Text section ▸
*** Begin section ***
Comparing the Strategies

Each of the above strategies I implemented here and simulated 5000 games with to measure their performances. Since the genetic algorithm has many different parameters I used Tree Parzen Estimation [4] over 200 iterations to find a good parameter set. The results are presented below.

The genetic algorithm wins in the average case with the lowest average and highest percentage of games won. It also ends up being the slowest, but at ~0.15 seconds per game it is still a feasible solution. Minimax and the probabilistic approaches also work very well winning ~98% of their games. Unfortunately, none of them guarantee a win. They all had between 1 and 2 percent of games take over 6 turns, but this is still an acceptable win rate.

What was most interesting to me is how well the random approach worked. If you know the list of possible solutions \(\mathcal{W}\) and you continually guess random words from \(\mathcal{W}\) removing impossible ones each time, then you will still win ~92% of the time in 5 guesses on average. It turns out it is entirely realistic to know the set of words for this game as I discuss below. And since the other strategies take ~4 guesses on average this shows that using a strong guessing strategy over a random one will only save you 1 guess in the average case.
*** End section ***
Extracted records ▸
*** Begin section ***
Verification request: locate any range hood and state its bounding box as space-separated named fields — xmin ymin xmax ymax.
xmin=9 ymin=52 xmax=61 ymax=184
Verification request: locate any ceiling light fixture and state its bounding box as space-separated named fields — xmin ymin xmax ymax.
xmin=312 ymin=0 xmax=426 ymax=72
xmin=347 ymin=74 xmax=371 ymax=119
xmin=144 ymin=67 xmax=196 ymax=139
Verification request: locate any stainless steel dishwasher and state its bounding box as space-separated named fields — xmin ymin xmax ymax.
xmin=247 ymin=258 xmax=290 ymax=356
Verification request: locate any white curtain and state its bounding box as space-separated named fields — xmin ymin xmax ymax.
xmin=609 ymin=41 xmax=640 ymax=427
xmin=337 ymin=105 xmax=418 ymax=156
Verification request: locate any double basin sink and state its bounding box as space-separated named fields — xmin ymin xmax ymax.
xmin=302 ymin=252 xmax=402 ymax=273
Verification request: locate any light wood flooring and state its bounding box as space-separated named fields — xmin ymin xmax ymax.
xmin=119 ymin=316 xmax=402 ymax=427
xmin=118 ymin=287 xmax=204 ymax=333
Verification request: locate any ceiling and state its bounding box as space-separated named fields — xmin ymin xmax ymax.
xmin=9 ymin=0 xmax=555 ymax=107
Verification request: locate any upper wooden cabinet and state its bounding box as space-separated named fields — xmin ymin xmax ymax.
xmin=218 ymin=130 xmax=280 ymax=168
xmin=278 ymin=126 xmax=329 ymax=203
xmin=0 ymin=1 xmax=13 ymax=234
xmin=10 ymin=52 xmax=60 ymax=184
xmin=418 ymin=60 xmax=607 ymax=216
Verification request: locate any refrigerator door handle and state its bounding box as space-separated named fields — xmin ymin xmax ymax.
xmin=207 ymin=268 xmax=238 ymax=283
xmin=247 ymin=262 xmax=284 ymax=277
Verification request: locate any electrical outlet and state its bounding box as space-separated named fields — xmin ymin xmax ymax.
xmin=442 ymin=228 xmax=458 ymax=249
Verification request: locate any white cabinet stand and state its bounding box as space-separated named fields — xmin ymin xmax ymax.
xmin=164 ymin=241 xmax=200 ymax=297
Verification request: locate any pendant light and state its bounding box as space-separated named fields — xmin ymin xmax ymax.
*** End section ***
Problem requirements ▸
Summarize the strategy comparison in two sentences. Rely on the text alone, without outside knowledge.

Solved exercise ▸
Across 5,000 simulated games per strategy, the genetic algorithm had the lowest average and the highest share of games won, though it was the slowest at about 0.15 seconds per game. Minimax and the probabilistic approaches each won about 98% of their games, none guaranteed a win, and random guessing from the list of possible solutions still won about 92% of the time in 5 guesses on average, only one more than the roughly 4 the other strategies needed.